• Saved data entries
+--

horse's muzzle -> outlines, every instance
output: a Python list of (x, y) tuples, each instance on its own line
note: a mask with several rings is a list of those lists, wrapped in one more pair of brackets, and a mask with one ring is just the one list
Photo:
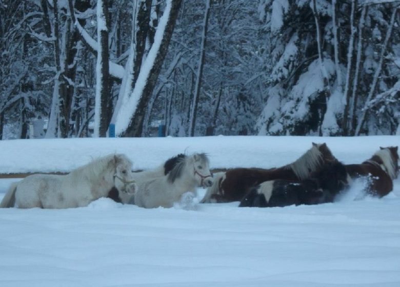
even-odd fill
[(212, 178), (206, 178), (203, 182), (203, 187), (208, 188), (211, 187), (213, 182)]

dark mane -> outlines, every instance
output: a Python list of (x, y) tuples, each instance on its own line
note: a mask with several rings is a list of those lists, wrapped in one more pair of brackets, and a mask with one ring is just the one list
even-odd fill
[(181, 159), (185, 158), (186, 157), (186, 155), (180, 153), (167, 159), (165, 163), (164, 163), (164, 175), (167, 175), (169, 173), (169, 172), (172, 170), (176, 163), (178, 163)]
[(193, 159), (194, 162), (199, 161), (202, 164), (209, 164), (209, 160), (205, 153), (195, 153), (191, 156), (184, 155), (184, 156), (177, 156), (177, 158), (174, 159), (175, 162), (172, 169), (167, 175), (167, 179), (170, 182), (173, 182), (177, 178), (179, 178), (182, 175), (184, 167), (188, 160)]
[(172, 183), (175, 181), (175, 179), (181, 177), (187, 158), (187, 156), (176, 158), (173, 168), (167, 175), (168, 181)]

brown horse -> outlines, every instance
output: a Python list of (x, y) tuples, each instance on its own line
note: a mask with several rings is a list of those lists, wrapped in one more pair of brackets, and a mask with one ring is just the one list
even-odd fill
[(368, 177), (366, 191), (382, 197), (393, 189), (393, 180), (398, 173), (397, 147), (381, 148), (369, 159), (359, 165), (346, 165), (347, 173), (352, 178)]
[(251, 188), (275, 179), (301, 181), (310, 177), (330, 161), (337, 161), (326, 144), (312, 147), (292, 163), (270, 169), (235, 168), (214, 175), (214, 183), (202, 202), (229, 202), (241, 200)]

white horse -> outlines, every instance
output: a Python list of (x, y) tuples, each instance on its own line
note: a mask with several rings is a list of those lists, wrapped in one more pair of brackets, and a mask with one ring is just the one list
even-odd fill
[[(138, 186), (146, 181), (165, 176), (172, 170), (176, 163), (186, 157), (183, 154), (179, 154), (169, 158), (163, 164), (155, 168), (134, 172), (132, 177)], [(123, 203), (134, 204), (134, 195), (126, 193), (118, 193), (119, 199)]]
[(197, 187), (212, 184), (208, 158), (204, 153), (195, 153), (178, 159), (167, 175), (138, 185), (135, 204), (141, 207), (170, 208), (187, 192), (195, 193)]
[(68, 174), (34, 174), (13, 183), (0, 208), (68, 208), (87, 206), (106, 197), (115, 187), (134, 193), (132, 162), (124, 154), (110, 154), (78, 168)]

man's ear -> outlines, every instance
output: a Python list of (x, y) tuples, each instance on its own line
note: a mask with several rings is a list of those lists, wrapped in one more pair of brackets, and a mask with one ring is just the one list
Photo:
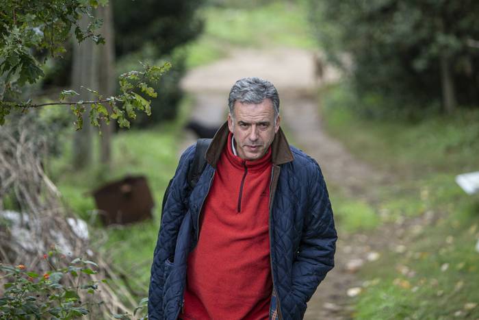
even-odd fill
[(228, 114), (228, 129), (229, 129), (229, 132), (233, 133), (233, 128), (235, 125), (234, 121), (233, 119), (233, 116), (231, 116), (231, 114)]
[(281, 122), (281, 117), (278, 115), (278, 117), (276, 119), (276, 123), (274, 124), (274, 133), (277, 133), (278, 130), (279, 130), (279, 123)]

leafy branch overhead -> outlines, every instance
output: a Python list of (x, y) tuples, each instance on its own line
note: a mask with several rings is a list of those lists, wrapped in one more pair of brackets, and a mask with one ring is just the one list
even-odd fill
[[(121, 75), (118, 79), (120, 93), (116, 96), (103, 97), (92, 88), (82, 87), (93, 94), (94, 99), (66, 101), (79, 95), (66, 90), (60, 95), (58, 101), (34, 104), (31, 99), (22, 101), (21, 87), (27, 83), (35, 84), (44, 76), (42, 67), (47, 56), (61, 56), (66, 51), (64, 43), (70, 38), (70, 29), (74, 29), (79, 42), (87, 38), (97, 44), (104, 42), (94, 33), (101, 21), (95, 19), (92, 12), (99, 5), (107, 3), (105, 0), (53, 0), (41, 1), (38, 3), (41, 8), (34, 8), (23, 3), (25, 1), (0, 0), (0, 125), (13, 109), (25, 111), (44, 106), (70, 106), (77, 130), (83, 126), (83, 114), (88, 105), (91, 107), (90, 121), (96, 127), (101, 121), (108, 123), (113, 119), (120, 127), (129, 127), (130, 122), (127, 118), (134, 119), (136, 111), (151, 114), (151, 101), (147, 99), (156, 97), (157, 93), (148, 84), (157, 82), (170, 68), (169, 62), (159, 66), (142, 64), (142, 71)], [(83, 15), (91, 19), (86, 29), (78, 24)]]

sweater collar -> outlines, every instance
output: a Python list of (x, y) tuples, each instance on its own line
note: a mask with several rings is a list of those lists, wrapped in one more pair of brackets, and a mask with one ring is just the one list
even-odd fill
[(237, 169), (243, 170), (246, 167), (251, 171), (261, 171), (271, 165), (271, 146), (268, 148), (268, 151), (264, 156), (254, 161), (244, 160), (235, 155), (233, 151), (233, 134), (230, 132), (228, 135), (226, 147), (224, 148), (224, 152), (227, 160)]
[[(228, 122), (226, 121), (218, 129), (215, 136), (211, 140), (211, 143), (206, 151), (205, 158), (207, 162), (213, 168), (216, 168), (221, 153), (224, 146), (228, 143), (229, 130), (228, 129)], [(289, 145), (286, 140), (286, 136), (280, 127), (278, 132), (274, 135), (273, 142), (271, 143), (271, 162), (273, 164), (279, 165), (293, 161), (294, 157), (289, 148)]]

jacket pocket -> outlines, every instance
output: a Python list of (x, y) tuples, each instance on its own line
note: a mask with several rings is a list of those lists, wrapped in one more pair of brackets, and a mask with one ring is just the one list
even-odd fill
[(170, 257), (165, 261), (165, 265), (163, 270), (164, 283), (166, 283), (168, 281), (168, 277), (170, 275), (171, 269), (173, 267), (173, 257)]

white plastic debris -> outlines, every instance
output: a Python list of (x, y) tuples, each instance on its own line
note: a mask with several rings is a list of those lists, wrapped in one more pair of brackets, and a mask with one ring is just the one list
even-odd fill
[(74, 218), (67, 218), (66, 222), (70, 225), (72, 231), (77, 236), (83, 240), (88, 238), (88, 225), (83, 220)]
[(456, 183), (468, 195), (474, 195), (479, 192), (479, 171), (458, 175)]
[(379, 259), (379, 253), (374, 251), (371, 251), (367, 254), (366, 259), (367, 259), (367, 261), (376, 261), (376, 260)]

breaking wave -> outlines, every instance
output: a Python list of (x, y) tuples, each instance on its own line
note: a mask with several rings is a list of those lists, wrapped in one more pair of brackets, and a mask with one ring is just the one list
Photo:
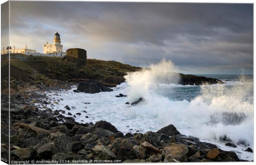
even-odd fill
[[(132, 116), (158, 118), (162, 125), (172, 124), (181, 133), (201, 139), (224, 137), (235, 144), (253, 145), (253, 82), (240, 76), (235, 85), (201, 85), (200, 94), (190, 101), (173, 100), (159, 92), (172, 90), (179, 78), (170, 61), (163, 61), (149, 68), (125, 76), (130, 87), (128, 100), (144, 101), (127, 108)], [(159, 85), (159, 84), (160, 85)], [(165, 92), (168, 92), (166, 91)]]

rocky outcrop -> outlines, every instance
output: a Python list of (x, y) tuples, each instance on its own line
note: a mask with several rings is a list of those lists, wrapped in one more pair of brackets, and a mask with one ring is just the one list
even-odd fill
[(85, 93), (93, 94), (101, 92), (110, 92), (113, 91), (113, 90), (100, 83), (85, 82), (79, 83), (77, 87), (77, 90)]

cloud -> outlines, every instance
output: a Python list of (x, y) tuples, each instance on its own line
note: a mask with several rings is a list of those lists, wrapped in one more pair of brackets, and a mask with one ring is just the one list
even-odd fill
[(17, 47), (41, 52), (58, 31), (64, 49), (85, 49), (89, 58), (136, 66), (166, 59), (187, 73), (252, 72), (252, 4), (11, 1), (10, 7), (10, 43)]

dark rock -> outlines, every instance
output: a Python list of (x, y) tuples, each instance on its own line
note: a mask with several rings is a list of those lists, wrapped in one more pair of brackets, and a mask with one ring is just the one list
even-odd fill
[(72, 151), (77, 151), (82, 148), (80, 144), (80, 141), (77, 141), (73, 142), (72, 144)]
[(144, 100), (143, 99), (142, 97), (140, 97), (139, 99), (138, 100), (136, 101), (133, 102), (132, 104), (131, 104), (131, 105), (132, 106), (132, 105), (137, 105), (138, 104), (139, 104), (139, 103), (142, 101), (143, 100)]
[(253, 153), (253, 151), (252, 151), (252, 149), (250, 147), (248, 147), (247, 149), (244, 150), (244, 151)]
[(65, 108), (69, 111), (70, 111), (70, 108), (69, 108), (69, 107), (68, 105), (65, 106), (64, 108)]
[(213, 149), (217, 148), (217, 146), (211, 143), (197, 141), (196, 142), (197, 145), (202, 149)]
[(87, 150), (91, 150), (92, 149), (92, 148), (94, 147), (94, 146), (90, 143), (87, 143), (85, 146), (84, 148)]
[(54, 120), (50, 122), (50, 127), (55, 127), (59, 126), (58, 124)]
[(115, 133), (113, 137), (115, 139), (118, 137), (124, 137), (124, 136), (123, 136), (123, 132), (117, 132)]
[(168, 136), (173, 136), (174, 134), (180, 134), (180, 133), (173, 125), (170, 124), (161, 130), (158, 130), (157, 132), (159, 133), (162, 133)]
[(233, 143), (229, 143), (229, 142), (226, 143), (226, 144), (225, 144), (225, 146), (229, 146), (230, 147), (232, 147), (234, 148), (237, 148), (237, 146), (234, 144)]
[(88, 133), (83, 136), (80, 139), (81, 144), (85, 146), (87, 143), (90, 143), (96, 140), (97, 137), (95, 134)]
[(57, 153), (52, 157), (52, 160), (69, 160), (73, 159), (73, 156), (65, 153)]
[(21, 160), (28, 160), (31, 158), (31, 151), (29, 148), (13, 150), (12, 152)]
[(126, 137), (129, 138), (130, 137), (133, 137), (134, 136), (133, 135), (133, 134), (130, 132), (128, 132), (126, 134)]
[(113, 160), (115, 159), (116, 157), (116, 155), (109, 149), (107, 148), (104, 148), (100, 153), (97, 158), (97, 159)]
[(82, 82), (79, 83), (77, 90), (87, 93), (96, 93), (101, 92), (109, 92), (113, 90), (105, 86), (102, 84)]
[(111, 125), (110, 123), (107, 122), (106, 121), (100, 121), (95, 123), (92, 126), (93, 128), (102, 128), (106, 130), (109, 130), (112, 132), (116, 132), (117, 130), (116, 128)]

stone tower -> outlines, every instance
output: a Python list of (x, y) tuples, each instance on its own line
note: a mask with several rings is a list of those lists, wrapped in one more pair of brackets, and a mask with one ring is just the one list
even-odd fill
[(66, 50), (66, 61), (76, 63), (78, 66), (86, 66), (86, 51), (79, 48), (71, 48)]

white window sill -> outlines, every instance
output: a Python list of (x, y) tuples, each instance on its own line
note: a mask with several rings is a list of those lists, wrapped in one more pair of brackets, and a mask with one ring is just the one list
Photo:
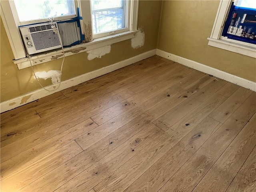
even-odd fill
[(248, 46), (225, 40), (208, 38), (208, 45), (220, 49), (256, 58), (256, 45)]
[[(136, 30), (124, 32), (107, 37), (98, 38), (88, 43), (82, 43), (71, 47), (64, 48), (65, 56), (88, 51), (92, 49), (131, 39), (135, 36), (138, 32), (138, 30)], [(42, 54), (35, 54), (31, 57), (31, 62), (32, 65), (36, 65), (62, 57), (62, 50), (58, 50), (49, 52), (44, 52)], [(27, 57), (17, 60), (14, 60), (12, 61), (14, 64), (17, 64), (19, 69), (30, 66), (29, 59)]]

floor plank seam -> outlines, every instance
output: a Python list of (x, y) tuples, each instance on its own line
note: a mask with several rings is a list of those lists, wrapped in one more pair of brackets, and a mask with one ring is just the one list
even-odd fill
[[(141, 130), (140, 131), (138, 132), (142, 131), (142, 130), (143, 130), (144, 129), (145, 129), (146, 127), (147, 127), (148, 126), (149, 126), (150, 125), (149, 124), (148, 125), (148, 126), (147, 126), (145, 128), (144, 128), (144, 129), (143, 129), (142, 130)], [(160, 129), (160, 130), (162, 130)], [(159, 135), (158, 135), (158, 136), (157, 136), (156, 138), (155, 138), (154, 140), (153, 140), (150, 143), (148, 144), (148, 145), (150, 144), (150, 143), (152, 143), (152, 142), (154, 142), (154, 141), (155, 140), (156, 140), (157, 138), (158, 138), (158, 137), (159, 137), (160, 136), (161, 136), (162, 135), (162, 134), (164, 133), (164, 132), (163, 132), (162, 133), (162, 134), (160, 134)], [(120, 146), (120, 145), (119, 145), (119, 146)], [(141, 151), (144, 148), (145, 148), (145, 147), (146, 147), (147, 146), (145, 146), (144, 147), (143, 147), (143, 148), (141, 148), (140, 149), (140, 151), (139, 151), (139, 152)], [(72, 180), (72, 179), (74, 179), (74, 178), (75, 177), (77, 176), (78, 176), (79, 175), (80, 175), (80, 174), (81, 174), (83, 172), (85, 171), (87, 169), (89, 169), (89, 168), (92, 167), (92, 166), (93, 166), (94, 164), (95, 164), (97, 162), (98, 162), (99, 161), (100, 161), (101, 159), (102, 159), (102, 158), (103, 158), (104, 157), (105, 157), (105, 156), (106, 156), (106, 155), (108, 155), (108, 154), (109, 154), (109, 153), (106, 154), (106, 155), (105, 155), (104, 156), (102, 157), (102, 158), (101, 158), (100, 159), (99, 159), (98, 161), (97, 161), (96, 162), (95, 162), (93, 164), (91, 165), (89, 167), (88, 167), (88, 168), (86, 168), (86, 169), (85, 169), (85, 170), (82, 170), (82, 171), (81, 171), (79, 174), (76, 174), (75, 176), (74, 176), (73, 178), (70, 179), (69, 180), (68, 180), (68, 181), (67, 181), (66, 182), (65, 182), (65, 183), (64, 183), (63, 185), (62, 185), (61, 186), (65, 184), (66, 183), (67, 183), (69, 181), (70, 181), (70, 180)], [(74, 158), (74, 157), (73, 158)], [(116, 172), (116, 170), (118, 170), (120, 167), (121, 167), (122, 165), (123, 165), (124, 164), (125, 164), (127, 162), (128, 162), (128, 161), (129, 161), (129, 160), (130, 160), (130, 159), (132, 159), (132, 158), (133, 157), (133, 156), (131, 157), (130, 159), (127, 160), (125, 162), (124, 162), (122, 165), (120, 165), (120, 167), (119, 167), (117, 169), (116, 169), (116, 170), (114, 171), (113, 171), (112, 172), (111, 172), (111, 173), (110, 173), (109, 174), (109, 175), (111, 175), (114, 172)], [(102, 180), (101, 180), (100, 182), (99, 182), (97, 184), (97, 185), (98, 185), (99, 183), (100, 183), (100, 182), (101, 181), (102, 181)], [(60, 188), (61, 187), (61, 186), (60, 186), (60, 187), (58, 187), (57, 189), (55, 189), (55, 190), (57, 190), (58, 188)], [(95, 187), (95, 186), (94, 186)], [(93, 187), (93, 188), (94, 188), (94, 187)]]
[(236, 175), (235, 175), (235, 176), (234, 177), (234, 178), (233, 178), (233, 179), (232, 179), (232, 180), (229, 183), (229, 185), (228, 185), (228, 186), (227, 187), (227, 188), (226, 189), (226, 190), (225, 190), (225, 192), (227, 191), (227, 190), (228, 190), (228, 188), (229, 188), (229, 186), (230, 186), (230, 185), (233, 182), (233, 181), (234, 181), (234, 180), (235, 179), (235, 178), (236, 178), (236, 176), (237, 175), (237, 174), (238, 174), (238, 173), (239, 172), (239, 171), (240, 171), (240, 170), (241, 170), (241, 169), (243, 167), (243, 166), (244, 166), (244, 164), (245, 163), (245, 162), (246, 162), (246, 160), (247, 160), (247, 159), (248, 159), (248, 158), (249, 158), (249, 157), (250, 156), (250, 155), (251, 154), (251, 153), (252, 153), (252, 151), (253, 151), (253, 150), (254, 149), (254, 148), (256, 148), (256, 144), (255, 145), (255, 146), (254, 146), (254, 147), (252, 148), (252, 150), (251, 151), (251, 152), (250, 153), (250, 154), (249, 154), (249, 155), (246, 158), (246, 159), (244, 161), (244, 163), (243, 163), (243, 164), (242, 165), (242, 166), (241, 166), (241, 167), (238, 170), (238, 171), (237, 171), (237, 172), (236, 172)]
[(84, 151), (84, 149), (83, 149), (83, 148), (80, 146), (80, 145), (79, 145), (79, 144), (78, 144), (78, 143), (76, 142), (76, 139), (74, 139), (73, 140), (75, 141), (75, 142), (76, 142), (76, 144), (77, 144), (78, 145), (78, 146), (79, 146), (79, 147), (80, 147), (80, 148), (81, 148), (81, 149), (83, 150), (83, 151)]
[[(255, 114), (255, 113), (254, 113)], [(251, 119), (251, 118), (252, 118), (252, 116), (253, 116), (253, 115), (251, 117), (251, 118), (250, 118), (250, 119)], [(200, 183), (200, 182), (201, 182), (201, 181), (203, 179), (203, 178), (204, 178), (204, 176), (205, 176), (207, 173), (208, 173), (208, 172), (209, 172), (209, 171), (211, 170), (211, 169), (214, 166), (214, 165), (215, 164), (215, 163), (216, 163), (216, 162), (217, 162), (217, 161), (220, 158), (220, 157), (221, 157), (221, 156), (222, 155), (222, 154), (223, 154), (223, 153), (224, 153), (224, 152), (225, 152), (225, 151), (227, 150), (227, 149), (230, 146), (230, 145), (232, 143), (232, 142), (233, 142), (233, 141), (235, 140), (235, 139), (236, 138), (236, 137), (238, 135), (238, 134), (239, 134), (239, 133), (242, 131), (242, 130), (243, 130), (243, 129), (244, 128), (245, 126), (246, 125), (246, 124), (247, 123), (248, 123), (248, 122), (249, 122), (250, 119), (249, 120), (248, 120), (248, 121), (247, 121), (247, 122), (246, 122), (246, 123), (243, 126), (243, 128), (242, 128), (241, 130), (237, 133), (237, 134), (236, 134), (236, 136), (235, 137), (234, 137), (234, 138), (233, 138), (233, 139), (230, 142), (230, 143), (228, 145), (228, 146), (227, 146), (227, 147), (226, 148), (226, 149), (225, 149), (224, 150), (223, 150), (223, 152), (221, 153), (221, 154), (220, 154), (220, 155), (219, 156), (219, 157), (218, 158), (217, 158), (217, 159), (214, 162), (214, 163), (212, 164), (212, 166), (211, 166), (211, 168), (209, 169), (209, 170), (208, 170), (208, 171), (206, 173), (206, 174), (204, 174), (204, 176), (200, 180), (200, 181), (198, 182), (197, 184), (196, 184), (196, 186), (193, 189), (193, 190), (192, 191), (192, 192), (194, 190), (194, 189), (195, 189), (195, 188), (196, 188), (196, 186), (197, 186), (198, 184), (199, 183)], [(254, 148), (252, 148), (252, 150), (253, 150), (253, 149)], [(251, 152), (252, 152), (252, 150), (251, 151)], [(246, 158), (246, 159), (247, 159), (247, 158), (248, 158), (248, 157), (249, 157), (249, 156), (250, 156), (250, 154), (249, 154), (249, 155), (247, 157), (247, 158)], [(244, 162), (246, 161), (245, 161), (244, 162), (244, 163), (243, 164), (244, 164)], [(241, 167), (241, 168), (242, 168), (242, 166)], [(239, 169), (239, 170), (240, 170), (240, 169), (241, 169), (241, 168), (240, 168), (240, 169)], [(239, 170), (238, 170), (239, 171)], [(237, 173), (238, 173), (238, 172), (237, 172)], [(236, 175), (237, 174), (236, 174)], [(232, 180), (232, 181), (233, 181), (233, 180), (234, 180), (234, 178), (236, 177), (234, 177), (234, 178), (233, 178), (233, 179)], [(232, 182), (230, 182), (230, 184)], [(226, 190), (228, 190), (228, 187), (226, 189)]]
[[(86, 120), (84, 120), (84, 121), (82, 121), (82, 122), (84, 122), (84, 121), (86, 121), (86, 120), (87, 120), (88, 119), (86, 119)], [(20, 153), (19, 153), (19, 154), (17, 154), (16, 155), (15, 155), (14, 156), (13, 156), (12, 157), (10, 157), (10, 158), (8, 158), (8, 159), (6, 159), (6, 160), (5, 160), (4, 161), (3, 161), (3, 162), (1, 162), (1, 163), (3, 163), (3, 162), (6, 162), (6, 161), (8, 161), (8, 160), (10, 160), (10, 159), (11, 159), (11, 158), (14, 158), (14, 157), (15, 157), (15, 156), (18, 156), (18, 155), (20, 155), (20, 154), (22, 154), (22, 153), (23, 153), (23, 152), (25, 152), (25, 151), (27, 151), (27, 150), (30, 150), (30, 149), (32, 148), (34, 148), (36, 147), (36, 146), (37, 146), (38, 145), (44, 142), (46, 142), (46, 141), (47, 141), (48, 140), (49, 140), (49, 139), (50, 139), (51, 138), (53, 138), (53, 137), (54, 137), (55, 136), (56, 136), (58, 134), (61, 134), (63, 132), (65, 132), (65, 131), (66, 131), (67, 130), (69, 130), (69, 129), (70, 129), (72, 128), (73, 128), (73, 127), (74, 127), (74, 126), (76, 126), (76, 125), (78, 125), (78, 124), (79, 124), (80, 123), (78, 123), (77, 124), (75, 124), (75, 125), (74, 125), (73, 126), (72, 126), (72, 127), (70, 127), (70, 128), (68, 128), (68, 129), (66, 129), (66, 130), (63, 130), (63, 131), (62, 131), (61, 132), (59, 132), (59, 133), (58, 133), (58, 134), (56, 134), (56, 135), (55, 135), (52, 136), (51, 137), (48, 138), (47, 140), (45, 140), (43, 142), (41, 142), (41, 143), (38, 143), (38, 144), (36, 144), (36, 145), (34, 145), (34, 146), (31, 146), (31, 147), (30, 147), (30, 148), (29, 148), (29, 149), (28, 149), (27, 150), (25, 150), (25, 151), (23, 151), (23, 152), (20, 152)], [(97, 128), (97, 127), (95, 127), (95, 128), (94, 128), (94, 129), (95, 129), (95, 128)], [(90, 131), (91, 131), (92, 130), (93, 130), (94, 129), (93, 129), (92, 130), (90, 130)], [(38, 131), (40, 131), (40, 130), (38, 131)], [(88, 132), (87, 132), (87, 133), (86, 133), (85, 134), (86, 134), (86, 133), (88, 133)], [(30, 134), (30, 135), (31, 135), (31, 134)], [(28, 135), (28, 136), (26, 136), (26, 137), (28, 136), (29, 136), (29, 135)], [(6, 145), (6, 146), (5, 146), (4, 147), (6, 147), (6, 146), (8, 146), (8, 145), (10, 145), (10, 144), (12, 144), (12, 143), (14, 143), (15, 142), (17, 142), (17, 141), (18, 141), (18, 140), (17, 140), (17, 141), (15, 141), (14, 142), (13, 142), (13, 143), (11, 143), (11, 144), (8, 144), (8, 145)]]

+--

• INSTRUCTIONS FOR THE TASK
Turn the lines of the records from the line with "rocky outcrop -> outlines, every instance" to the line with "87), (77, 90)]", both included, into a Markdown table with the columns Row and Line. Give each line a row number and leave out blank lines.

• FINISHED ANSWER
| Row | Line |
|---|---|
| 1 | rocky outcrop -> outlines, every instance |
| 2 | output: a Python list of (x, y) tuples, each instance on its own line |
| 3 | note: a mask with several rings is a list of those lists, wrapped in one more pair of brackets, and a mask with one ring is just the one list |
| 4 | even-odd fill |
| 5 | [(85, 93), (93, 94), (101, 92), (110, 92), (113, 91), (113, 90), (100, 83), (85, 82), (79, 83), (77, 87), (77, 90)] |